## Testo fornito
________

Da un certo punto di vista, l'attuale ossessione per l'olio di palma somiglia molto alla moda del gluten free di qualche anno fa. Anche in quel caso all'improvviso si è creata una specie di bolla che partendo da considerazioni di tipo salutista si è gonfiata sempre di più a livello mediatico. Il risultato è stato che dal 2009 al 2014 il consumo di alimenti senza glutine negli Stati Uniti è aumentato in maniera esponenziale e negli ultimi due anni il settore è cresciuto del 136 percento.

E alle persone celiache questo ha creato problemi—perché l'espansione di quella che prima era una nicchia ha portato a una sensibile diminuzione della qualità degli alimenti. Dopotutto, adesso il consumatore tipico non è più una persona celiaca ma una persona sana che segue una dieta senza glutine perché ha sentito da qualche parte che è meglio così—senza che ci fossero ragioni mediche effettive per giustificare tale comportamento.

________

## Compito assegnato 1
Riscrivi in forma più breve il paragrafo del testo sull'olio di palma e il gluten free che inizia con «E alle persone celiache».
## Compito assegnato 2
Continua il testo sull'olio di palma e il gluten free dopo la sua ultima frase.

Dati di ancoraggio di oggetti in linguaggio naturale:
________

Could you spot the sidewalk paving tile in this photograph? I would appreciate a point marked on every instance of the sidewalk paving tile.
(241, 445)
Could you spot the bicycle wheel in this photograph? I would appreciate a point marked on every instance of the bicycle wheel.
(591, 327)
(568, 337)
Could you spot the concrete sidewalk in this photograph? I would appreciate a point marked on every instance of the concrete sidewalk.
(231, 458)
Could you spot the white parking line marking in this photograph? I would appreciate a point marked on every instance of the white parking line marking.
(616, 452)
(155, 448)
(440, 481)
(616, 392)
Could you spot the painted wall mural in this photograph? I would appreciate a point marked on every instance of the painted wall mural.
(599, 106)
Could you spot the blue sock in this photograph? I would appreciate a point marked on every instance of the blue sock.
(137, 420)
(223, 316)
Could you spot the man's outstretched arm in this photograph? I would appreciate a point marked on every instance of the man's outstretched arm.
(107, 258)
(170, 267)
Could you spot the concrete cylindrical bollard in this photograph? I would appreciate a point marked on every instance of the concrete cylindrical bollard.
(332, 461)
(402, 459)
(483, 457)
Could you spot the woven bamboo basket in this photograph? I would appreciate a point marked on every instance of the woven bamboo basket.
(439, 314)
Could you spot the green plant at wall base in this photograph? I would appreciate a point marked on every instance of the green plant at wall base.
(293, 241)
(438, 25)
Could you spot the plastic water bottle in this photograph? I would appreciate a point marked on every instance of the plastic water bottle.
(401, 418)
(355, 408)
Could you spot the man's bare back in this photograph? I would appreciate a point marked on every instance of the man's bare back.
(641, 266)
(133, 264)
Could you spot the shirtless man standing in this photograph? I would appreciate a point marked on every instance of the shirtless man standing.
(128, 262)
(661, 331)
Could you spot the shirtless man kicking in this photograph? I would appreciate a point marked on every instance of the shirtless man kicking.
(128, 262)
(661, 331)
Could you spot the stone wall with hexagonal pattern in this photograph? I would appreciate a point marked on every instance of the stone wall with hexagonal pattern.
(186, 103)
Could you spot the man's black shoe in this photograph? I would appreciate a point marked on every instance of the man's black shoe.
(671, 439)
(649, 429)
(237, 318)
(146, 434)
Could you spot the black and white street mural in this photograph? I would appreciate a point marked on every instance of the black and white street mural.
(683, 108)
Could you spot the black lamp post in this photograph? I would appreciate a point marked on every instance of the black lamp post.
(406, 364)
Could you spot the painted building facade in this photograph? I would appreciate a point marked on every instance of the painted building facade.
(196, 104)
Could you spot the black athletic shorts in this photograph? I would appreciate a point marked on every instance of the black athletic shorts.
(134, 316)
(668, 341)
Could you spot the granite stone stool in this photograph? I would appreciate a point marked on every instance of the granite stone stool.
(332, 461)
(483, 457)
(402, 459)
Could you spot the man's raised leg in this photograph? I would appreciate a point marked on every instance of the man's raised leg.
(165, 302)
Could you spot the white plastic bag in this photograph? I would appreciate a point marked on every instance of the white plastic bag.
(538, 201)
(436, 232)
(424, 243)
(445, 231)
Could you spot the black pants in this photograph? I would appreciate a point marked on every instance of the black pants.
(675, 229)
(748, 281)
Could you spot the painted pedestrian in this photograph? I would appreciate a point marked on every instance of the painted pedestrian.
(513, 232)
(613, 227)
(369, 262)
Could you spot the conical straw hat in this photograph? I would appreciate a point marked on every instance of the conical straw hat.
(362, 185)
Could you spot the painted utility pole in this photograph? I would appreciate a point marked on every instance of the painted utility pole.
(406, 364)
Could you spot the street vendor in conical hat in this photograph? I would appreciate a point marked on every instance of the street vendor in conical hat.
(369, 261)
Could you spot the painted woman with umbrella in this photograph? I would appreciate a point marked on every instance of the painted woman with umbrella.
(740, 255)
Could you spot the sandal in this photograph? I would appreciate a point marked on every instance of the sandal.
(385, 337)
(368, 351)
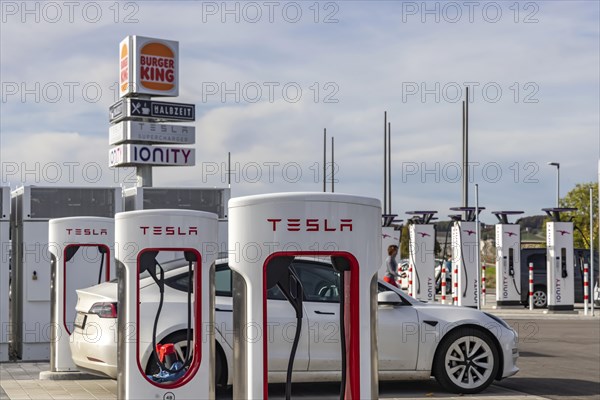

________

## Risposta 1
La crescita del mercato senza glutine ha danneggiato i celiaci: trasformandosi da nicchia in settore di massa, ha abbassato la qualità degli alimenti. Oggi il consumatore tipico è una persona sana che evita il glutine perché ha sentito dire che fa meglio, senza reali motivi medici.

## Risposta 2
Credo che il motivo per cui la discussione al riguardo ha raggiunto picchi surreali sia questo: si tratta di un tentativo di esorcizzare l'imbarazzo che proviamo di fronte a una cosa che non possiamo davvero capire. Un sentimento che è montato pian piano finché oggi si è arrivati al punto più alto della curva: un meme di Mr. Robot.